◆ Material for the task
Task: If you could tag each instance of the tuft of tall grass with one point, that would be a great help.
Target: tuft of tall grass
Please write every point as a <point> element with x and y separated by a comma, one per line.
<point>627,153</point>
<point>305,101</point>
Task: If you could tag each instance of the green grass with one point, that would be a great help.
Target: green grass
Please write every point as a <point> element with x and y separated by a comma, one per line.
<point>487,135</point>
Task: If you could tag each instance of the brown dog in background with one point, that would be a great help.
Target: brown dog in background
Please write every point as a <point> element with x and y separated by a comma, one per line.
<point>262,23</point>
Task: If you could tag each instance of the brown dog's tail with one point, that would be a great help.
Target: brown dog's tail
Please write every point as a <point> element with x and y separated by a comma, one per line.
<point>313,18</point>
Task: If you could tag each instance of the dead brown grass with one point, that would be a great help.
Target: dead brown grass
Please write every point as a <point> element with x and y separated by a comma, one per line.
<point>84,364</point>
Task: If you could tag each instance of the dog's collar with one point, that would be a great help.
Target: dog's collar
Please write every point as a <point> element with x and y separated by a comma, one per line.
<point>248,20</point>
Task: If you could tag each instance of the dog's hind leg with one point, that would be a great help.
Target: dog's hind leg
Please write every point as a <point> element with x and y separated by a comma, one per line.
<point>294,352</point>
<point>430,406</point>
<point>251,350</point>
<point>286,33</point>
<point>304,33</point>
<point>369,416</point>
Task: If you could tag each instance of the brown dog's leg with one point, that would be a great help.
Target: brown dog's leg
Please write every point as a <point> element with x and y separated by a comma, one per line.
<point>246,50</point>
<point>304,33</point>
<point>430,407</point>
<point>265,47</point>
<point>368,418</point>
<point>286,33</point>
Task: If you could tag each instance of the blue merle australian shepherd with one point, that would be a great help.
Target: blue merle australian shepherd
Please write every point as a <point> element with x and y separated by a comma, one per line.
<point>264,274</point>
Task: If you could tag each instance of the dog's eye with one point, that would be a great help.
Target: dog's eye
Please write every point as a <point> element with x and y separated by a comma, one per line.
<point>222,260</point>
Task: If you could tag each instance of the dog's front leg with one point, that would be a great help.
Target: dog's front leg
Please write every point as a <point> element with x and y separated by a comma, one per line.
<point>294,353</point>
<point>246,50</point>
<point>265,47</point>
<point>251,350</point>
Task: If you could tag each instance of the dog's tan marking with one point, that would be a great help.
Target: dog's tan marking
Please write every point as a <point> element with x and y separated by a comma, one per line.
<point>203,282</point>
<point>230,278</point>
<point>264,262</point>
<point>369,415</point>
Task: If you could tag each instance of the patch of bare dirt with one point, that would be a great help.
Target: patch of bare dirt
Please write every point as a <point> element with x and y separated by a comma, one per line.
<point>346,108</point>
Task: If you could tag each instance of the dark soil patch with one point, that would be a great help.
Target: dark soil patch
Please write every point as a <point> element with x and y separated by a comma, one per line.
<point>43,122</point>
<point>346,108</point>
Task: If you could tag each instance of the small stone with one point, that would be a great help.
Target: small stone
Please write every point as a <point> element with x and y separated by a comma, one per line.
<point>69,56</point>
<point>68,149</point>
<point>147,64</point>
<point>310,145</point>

◆ Challenge
Rescale everything from the start of the material down to the line containing "<point>305,101</point>", both ends included, and reproduce every line, requests included. Multiply each point coordinate in the answers by 2 and round it to a whole number, rounding halves up.

◆ Solution
Task: If you could tag each instance of the tuft of tall grass with one point, that would be a great help.
Target: tuft of tall grass
Please write every point as a <point> element with x and y separated by a comma, one per line.
<point>1254,306</point>
<point>610,202</point>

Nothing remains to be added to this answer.